WHAT TO DO =>
Your answer must be an exact transcription of every entry.

PROVIDED ENTRIES =>

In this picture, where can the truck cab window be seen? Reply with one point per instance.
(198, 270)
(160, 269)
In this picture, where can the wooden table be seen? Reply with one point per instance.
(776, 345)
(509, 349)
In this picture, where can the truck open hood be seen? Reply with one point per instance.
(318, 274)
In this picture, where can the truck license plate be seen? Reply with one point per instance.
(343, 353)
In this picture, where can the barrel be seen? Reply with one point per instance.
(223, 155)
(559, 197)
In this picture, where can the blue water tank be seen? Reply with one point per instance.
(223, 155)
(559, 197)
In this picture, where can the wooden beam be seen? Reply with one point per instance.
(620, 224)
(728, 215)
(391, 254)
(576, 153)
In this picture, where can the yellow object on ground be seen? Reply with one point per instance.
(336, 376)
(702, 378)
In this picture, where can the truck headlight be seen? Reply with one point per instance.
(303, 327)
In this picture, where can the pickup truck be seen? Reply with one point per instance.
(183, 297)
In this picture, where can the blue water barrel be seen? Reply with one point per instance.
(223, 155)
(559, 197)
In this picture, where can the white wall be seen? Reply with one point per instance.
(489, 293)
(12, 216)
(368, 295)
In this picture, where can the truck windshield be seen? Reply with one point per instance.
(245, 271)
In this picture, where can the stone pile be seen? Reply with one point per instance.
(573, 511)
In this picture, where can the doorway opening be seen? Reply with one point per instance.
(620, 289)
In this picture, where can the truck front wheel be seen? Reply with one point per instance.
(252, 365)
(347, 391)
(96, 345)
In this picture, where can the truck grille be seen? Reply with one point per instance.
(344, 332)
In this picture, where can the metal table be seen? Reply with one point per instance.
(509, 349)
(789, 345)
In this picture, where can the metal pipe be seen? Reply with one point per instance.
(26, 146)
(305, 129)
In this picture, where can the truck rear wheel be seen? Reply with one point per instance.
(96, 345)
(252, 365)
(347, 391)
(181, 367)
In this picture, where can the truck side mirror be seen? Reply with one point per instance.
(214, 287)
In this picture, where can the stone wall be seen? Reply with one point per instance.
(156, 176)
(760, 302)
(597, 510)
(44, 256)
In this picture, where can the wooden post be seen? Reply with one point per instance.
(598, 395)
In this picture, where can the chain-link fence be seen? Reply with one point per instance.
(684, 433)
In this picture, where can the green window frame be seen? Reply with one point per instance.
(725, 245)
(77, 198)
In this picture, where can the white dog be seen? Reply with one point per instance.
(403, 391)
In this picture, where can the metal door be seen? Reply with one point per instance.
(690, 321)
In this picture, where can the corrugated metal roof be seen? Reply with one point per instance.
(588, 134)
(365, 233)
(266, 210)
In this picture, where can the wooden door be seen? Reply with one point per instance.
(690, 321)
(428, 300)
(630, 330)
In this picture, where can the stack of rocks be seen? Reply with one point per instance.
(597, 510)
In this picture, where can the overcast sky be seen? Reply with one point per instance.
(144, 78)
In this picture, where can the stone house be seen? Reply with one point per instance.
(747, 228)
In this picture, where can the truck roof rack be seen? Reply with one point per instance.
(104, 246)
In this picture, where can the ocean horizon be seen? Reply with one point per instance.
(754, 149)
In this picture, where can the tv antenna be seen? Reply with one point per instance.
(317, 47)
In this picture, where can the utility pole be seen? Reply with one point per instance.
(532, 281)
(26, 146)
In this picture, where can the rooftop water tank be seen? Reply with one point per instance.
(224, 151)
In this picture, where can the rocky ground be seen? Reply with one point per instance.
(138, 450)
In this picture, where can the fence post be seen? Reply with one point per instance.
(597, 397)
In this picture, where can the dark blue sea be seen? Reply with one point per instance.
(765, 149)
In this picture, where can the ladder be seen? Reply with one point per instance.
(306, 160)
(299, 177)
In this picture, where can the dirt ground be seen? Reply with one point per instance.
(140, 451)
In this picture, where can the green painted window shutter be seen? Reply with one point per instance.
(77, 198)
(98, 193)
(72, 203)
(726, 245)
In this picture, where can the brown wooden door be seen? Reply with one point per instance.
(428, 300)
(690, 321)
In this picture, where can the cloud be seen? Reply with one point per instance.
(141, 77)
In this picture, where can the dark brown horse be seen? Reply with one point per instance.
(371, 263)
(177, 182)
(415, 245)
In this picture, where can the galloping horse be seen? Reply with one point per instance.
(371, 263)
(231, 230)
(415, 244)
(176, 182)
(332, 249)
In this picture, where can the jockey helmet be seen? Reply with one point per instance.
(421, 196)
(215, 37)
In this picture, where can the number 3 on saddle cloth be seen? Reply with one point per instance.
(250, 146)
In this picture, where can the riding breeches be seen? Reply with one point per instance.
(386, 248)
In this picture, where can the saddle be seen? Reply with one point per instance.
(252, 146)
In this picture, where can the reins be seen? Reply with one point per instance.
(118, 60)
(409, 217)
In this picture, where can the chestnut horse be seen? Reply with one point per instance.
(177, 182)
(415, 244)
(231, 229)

COMPLETED EXERCISE =>
In this picture, where can the truck cab window be seen? Reply with one point per instance.
(198, 270)
(160, 269)
In this picture, where can the wooden table be seen? Reply with one point per instance.
(776, 345)
(509, 349)
In this picture, where can the truck open hood be seen? Reply with one point per instance.
(318, 274)
In this picture, where can the truck license plate be seen? Reply with one point per instance.
(343, 353)
In this picture, where can the barrel be seen? Reply with one point per instance.
(223, 155)
(559, 197)
In this picture, where can the blue water tank be seen? Reply with one point per instance.
(223, 155)
(559, 197)
In this picture, where can the wooden beam be seen? Reply with one point per instance.
(620, 224)
(728, 215)
(391, 254)
(576, 153)
In this picture, where can the yellow object on ground be seen? Reply with one point per instance.
(336, 376)
(702, 378)
In this picture, where can the truck headlight be seen? Reply with one point per instance.
(303, 327)
In this picture, where can the pickup truck be seen? Reply with one point per instance.
(183, 297)
In this picture, where can the blue water barrel be seen? Reply with one point per instance.
(223, 155)
(559, 197)
In this picture, where can the white wall be seen? Reply with one point per instance.
(489, 293)
(12, 216)
(368, 295)
In this picture, where can the truck windshield be seen? Reply with one point per instance.
(245, 271)
In this picture, where can the stone pile be seen? Reply with one point per instance.
(573, 511)
In this picture, where can the doorway opening be seen? Reply with one point per instance.
(620, 289)
In this picture, where can the truck front wheel be seen? Reply with one point per instance.
(252, 365)
(347, 391)
(96, 345)
In this picture, where can the truck grille be seen? Reply with one point per instance.
(344, 332)
In this picture, where can the metal table be seen? Reply with one point per instance.
(509, 349)
(789, 345)
In this picture, where can the metal pipe be seen? Reply with one point per instance.
(26, 146)
(305, 129)
In this picture, where can the truck rear wheel be seen? Reply with one point per instance.
(96, 345)
(252, 365)
(347, 391)
(181, 367)
In this picture, where can the truck side mirror be seen? Reply with one point per instance.
(214, 287)
In this picture, where can the stone wall be seen? Reply with one point per instance.
(156, 176)
(760, 302)
(597, 510)
(44, 256)
In this picture, where can the wooden post be seen? Reply with one point per instance.
(598, 395)
In this picture, where can the chain-link fence be seen? Reply with one point per instance.
(684, 433)
In this picture, where can the green window frame be seen? Reply with one point per instance.
(725, 245)
(77, 198)
In this picture, where can the white dog be seen? Reply with one point per instance.
(403, 391)
In this picture, where can the metal door be seen? Reply with one point per instance.
(690, 321)
In this picture, where can the corrugated metal roof be seen? Reply with one point per instance.
(588, 134)
(365, 233)
(266, 210)
In this picture, where can the wooden door be seen? Reply with one point per instance.
(690, 321)
(428, 300)
(630, 330)
In this picture, where can the stack of rocks be seen? Reply with one point per instance.
(597, 510)
In this picture, where can the overcast sky be seen? Reply with one point per instance.
(144, 78)
In this picture, where can the stone house be seen? Reply with one point per instance.
(747, 228)
In this picture, where can the truck roof rack be seen? Reply with one point per instance.
(104, 246)
In this picture, where can the ocean horizon be seen? Reply with one point per instance.
(754, 149)
In this picture, where can the tv antenna be seen? Reply with one point per instance.
(317, 47)
In this picture, where can the utility pole be seen? Reply with one point per instance.
(532, 281)
(26, 146)
In this picture, where can the rooftop water tank be seen? Reply with one point per instance.
(224, 151)
In this picture, where can the rocky ground be seen? Reply with one point per instance.
(138, 450)
In this picture, where can the fence post be seen? Reply with one point per instance.
(597, 397)
In this picture, where can the dark blue sea be seen? Reply with one point per instance.
(765, 149)
In this picture, where can the ladder be seen? Reply with one point per instance.
(306, 160)
(299, 177)
In this picture, where can the dirt ground be seen? Reply with one point per instance.
(140, 451)
In this picture, where can the green painted window shutter be seen? Reply with one point per instance.
(77, 198)
(98, 193)
(72, 203)
(726, 245)
In this picture, where can the brown wooden door be seen? Reply with one point per instance.
(428, 300)
(690, 321)
In this picture, where can the cloud be seen? Reply with one point per instance.
(141, 77)
In this picture, where can the dark brown horse be seen? Reply with one point per instance.
(371, 263)
(177, 182)
(415, 245)
In this picture, where can the galloping horse be seen? Reply with one point per instance.
(371, 263)
(231, 230)
(415, 244)
(176, 182)
(332, 249)
In this picture, where can the jockey helmet be seen? Reply with one point per instance.
(421, 196)
(215, 37)
In this picture, where can the number 3 on saddle cloth be seen? Reply with one point per instance.
(250, 146)
In this picture, where can the riding breeches be seen? Reply with one point per instance.
(386, 248)
In this picture, where can the saddle be seen? Reply with one point per instance.
(252, 146)
In this picture, where can the reins be seen? Reply with one point per instance.
(118, 60)
(409, 217)
In this picture, where can the chestnut horse be seen? Reply with one point per instance.
(177, 182)
(415, 244)
(231, 229)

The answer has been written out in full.